* _Extract_:
#####

Pakistan’s Own Foe: Its Media
By Mohammad Ashraf Chaudhry
Pittsburg, CA

“A free press is not a privilege, but an organic necessity in a great society… A great society is simply a big and complicated urban society.” - Walter Lippmann

Thomas Jefferson, America’s 3 rd President, once famously said, “The man who reads nothing at all is better educated than the man who reads nothing but newspapers”. What do the people of Pakistan read and watch most: lies and their glamorized enactment. Half-baked truths, tilted presentation of facts and ground realities; brutal, personal competition among the TV anchors to be the “first” in the breaking of news, which often turns out to be a trivia; or a reportage on a blast, or the rape of a child. In short, Pakistan’s media is a major contributor to the confusion and disillusionment that has currently wrapped the people of Pakistan. Media has the potential to act as a weapon of “mass- destruction”.

Mr Saurav Karmkar is right when he tweets about the TV anchors. “What these anchors do on television is similar to what a bored aunty does… always ready to add fuel to the fire… commenting on unrelated matters with the intended objective of creating a controversy, similar to what a neighborhood aunty calls, 'chugli' ".

By the way who is an anchor? The term itself is as confusing as it is enigmatic. Time magazine of February 12, 2015 has shed some light on it, “On February 10, we learned that one of the most respected voices in the media would be leaving his anchor desk, as would one of TV’s biggest celebrities known for jokes and fake news. That it is not immediately apparent which part of that sentence refers to Jon Steward and which to Brian Williams…” The news clearly referred to Brian Williams, a serious journalist who had developed a surprising ability to disarm audiences on sitcoms and talks shows, and to Ron Stewart who perfected himself in the art of self-deprecating himself as well as others. What did Brian Williams do to get suspended without pay from NBC Nightly News? He had falsely claimed, on air, that “a helicopter he’d flown on in Iraq had been shot down by an RPG”. “Williams rise and downfall sum up the contradictions built into the term anchor, perhaps the most unglamorous title ever given to a glamour job. A ship’s anchor, after all, does its job under the surface, unnoticed. A news anchor’s job is to ride astride the prow of the network’s flagship and be seen. And Williams was the best of his generation at being visible, before he came unmoored.”

Compare William’s little exaggeration to what Pakistan’s TV anchors tirelessly project and present to the public through their hyperboles. These anchors in their fancy dresses in Pakistan, shamefacedly and without any fear and moral compunctions, indulge in promoting the sickening biases and prejudices of the network’s owners; foam-mouth in pleading the innocence of the politicians whose corruption tales are even self-evident to the elementary school kids; who promote hate-crime; indulge in defamation and slander and incitement. The juicier the distortions they make; the brighter they see the chances of their ascension in the employers’ eyes. Yasmeen Aftab Ali in her book, “On Media & Media Laws” writes that there is a lack of high level of accuracies; focus is on being the First to report, and not on being the most accurate and truthful… this has created serious credibility issues”. Different TV channels report widely different figures on the killing of innocent people and of the soldiers in the war against terror. Sensationalism is yet another issue; search for the juicier stuff is non-stop, such as rapes, kidnappings for ransom; terrorist attacks and the destruction caused by such attacks. Real issues remain unattended to.

#####

* _Requirements_:
a) According to the article on Pakistan's media, what did Brian Williams do that led to his suspension without pay from NBC Nightly News?
b) Translate this sentence from the article on Pakistan's media into Spanish: "A ship's anchor, after all, does its job under the surface, unnoticed."
The rows that follow were taken from a separate source.

Data records:

#####

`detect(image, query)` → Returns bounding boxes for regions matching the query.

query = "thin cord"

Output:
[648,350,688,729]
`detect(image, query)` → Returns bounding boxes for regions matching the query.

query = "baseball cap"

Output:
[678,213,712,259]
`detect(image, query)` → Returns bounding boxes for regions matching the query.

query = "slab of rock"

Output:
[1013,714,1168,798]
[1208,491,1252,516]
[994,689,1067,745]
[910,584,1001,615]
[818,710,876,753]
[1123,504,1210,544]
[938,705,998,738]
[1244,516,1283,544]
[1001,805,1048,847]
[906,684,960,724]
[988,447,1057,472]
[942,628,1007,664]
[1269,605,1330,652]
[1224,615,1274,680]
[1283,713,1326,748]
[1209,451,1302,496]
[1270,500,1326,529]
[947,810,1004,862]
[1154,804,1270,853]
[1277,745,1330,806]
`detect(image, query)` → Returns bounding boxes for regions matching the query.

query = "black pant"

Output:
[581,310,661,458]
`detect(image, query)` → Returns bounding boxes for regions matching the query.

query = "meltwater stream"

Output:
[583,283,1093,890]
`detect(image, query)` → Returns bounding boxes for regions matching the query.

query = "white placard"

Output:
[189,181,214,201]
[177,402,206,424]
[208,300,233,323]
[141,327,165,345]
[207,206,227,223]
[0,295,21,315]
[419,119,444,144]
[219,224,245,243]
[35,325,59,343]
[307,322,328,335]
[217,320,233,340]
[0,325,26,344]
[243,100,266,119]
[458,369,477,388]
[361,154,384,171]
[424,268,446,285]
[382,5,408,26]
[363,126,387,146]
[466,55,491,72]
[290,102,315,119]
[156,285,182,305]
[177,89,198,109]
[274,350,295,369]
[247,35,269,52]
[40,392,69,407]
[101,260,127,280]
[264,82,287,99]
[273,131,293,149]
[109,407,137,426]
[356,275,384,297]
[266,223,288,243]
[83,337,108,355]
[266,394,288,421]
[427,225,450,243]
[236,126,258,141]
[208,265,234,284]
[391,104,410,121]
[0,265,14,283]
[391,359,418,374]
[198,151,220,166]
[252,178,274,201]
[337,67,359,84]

#####

* _Expected answers_:
a) He falsely claimed on air that a helicopter he had flown on in Iraq had been shot down by an RPG.

b) Después de todo, el ancla de un barco hace su trabajo bajo la superficie, sin que nadie lo note.